Print the listing below again from the line that contains "</instance>" onward, keeping every line exact and leaving out the lines before it.

--------

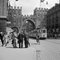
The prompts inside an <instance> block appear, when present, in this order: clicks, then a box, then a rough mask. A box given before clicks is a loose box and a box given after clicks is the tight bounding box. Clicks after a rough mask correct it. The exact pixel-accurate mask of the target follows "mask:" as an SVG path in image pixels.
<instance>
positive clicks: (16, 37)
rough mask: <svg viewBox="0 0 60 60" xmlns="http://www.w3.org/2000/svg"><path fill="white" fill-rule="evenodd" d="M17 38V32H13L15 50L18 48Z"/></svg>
mask: <svg viewBox="0 0 60 60" xmlns="http://www.w3.org/2000/svg"><path fill="white" fill-rule="evenodd" d="M16 40H17V36H16V32H12V45H13V48H17V42H16Z"/></svg>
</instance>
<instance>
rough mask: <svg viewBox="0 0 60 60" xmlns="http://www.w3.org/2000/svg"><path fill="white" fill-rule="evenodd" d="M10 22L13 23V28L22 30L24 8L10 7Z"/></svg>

--------

| RESULT BELOW |
</instance>
<instance>
rough mask: <svg viewBox="0 0 60 60" xmlns="http://www.w3.org/2000/svg"><path fill="white" fill-rule="evenodd" d="M10 22L13 23V28L22 30L24 8L10 7Z"/></svg>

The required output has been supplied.